There are very few cracking units with bubble cap trays, i.e., with a coking problem in the main column. Far more pervasive are problems of coke formation in the transfer line, or in the dome of the vessel containing the reactor outlet.
The present invention can help reduce dome coke formation, and will permit reduction or elimination of dome steam addition. This will usually be an incidental benefit, associated with solving the problem of transfer line coking. It usually will not be cost effective to practice additive addition merely for solving a "dome coke" problem, because the prevailing solution, adding modest amounts of steam, works well. The reduction in sour water production, and unloading of the main column by reduction in dome steam rate may be of great importance in some locations. Additive must be added to the dome, or to some point upstream of the dome.
To reduce transfer line coking, the additive must also be mixed with the hot reactor vapor upstream of the point where coke will form. In most units, this will require an addition point just upstream of the transfer line, preferably to a point downstream of the point where spent catalyst and cracked products are separated. In this way the additive will have plenty of time to mix with cracked vapor, but will not be adsorbed, or react with, the much larger amounts of spent catalyst, i.e., only one ton of cracked vapor needs to be treated, as opposed to one ton of cracked vapor and 5 tons of spent catalyst, if additive addition occurs upstream of e.g., a riser cyclone outlet.

STATED EXERCISE:
Please extract the section of the passage on coke formation starting with "The present invention" and going on through "of the dome.", copying it word for word.

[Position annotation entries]
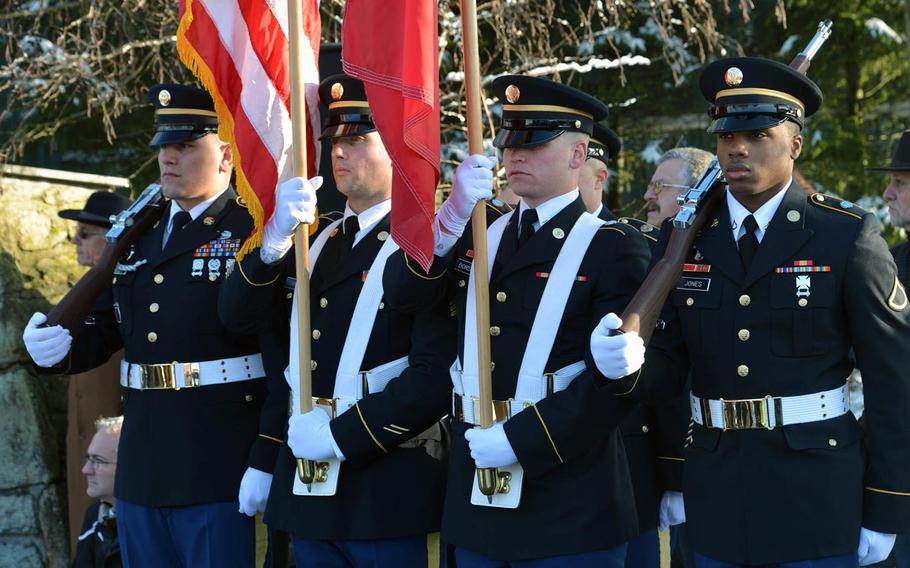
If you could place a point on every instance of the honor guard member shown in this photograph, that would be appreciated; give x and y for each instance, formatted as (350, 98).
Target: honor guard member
(570, 497)
(897, 195)
(192, 389)
(594, 176)
(781, 296)
(381, 375)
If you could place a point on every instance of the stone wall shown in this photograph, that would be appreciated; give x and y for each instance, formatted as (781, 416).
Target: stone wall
(37, 267)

WRITTEN REPLY:
The present invention can help reduce dome coke formation, and will permit reduction or elimination of dome steam addition. This will usually be an incidental benefit, associated with solving the problem of transfer line coking. It usually will not be cost effective to practice additive addition merely for solving a "dome coke" problem, because the prevailing solution, adding modest amounts of steam, works well. The reduction in sour water production, and unloading of the main column by reduction in dome steam rate may be of great importance in some locations. Additive must be added to the dome, or to some point upstream of the dome.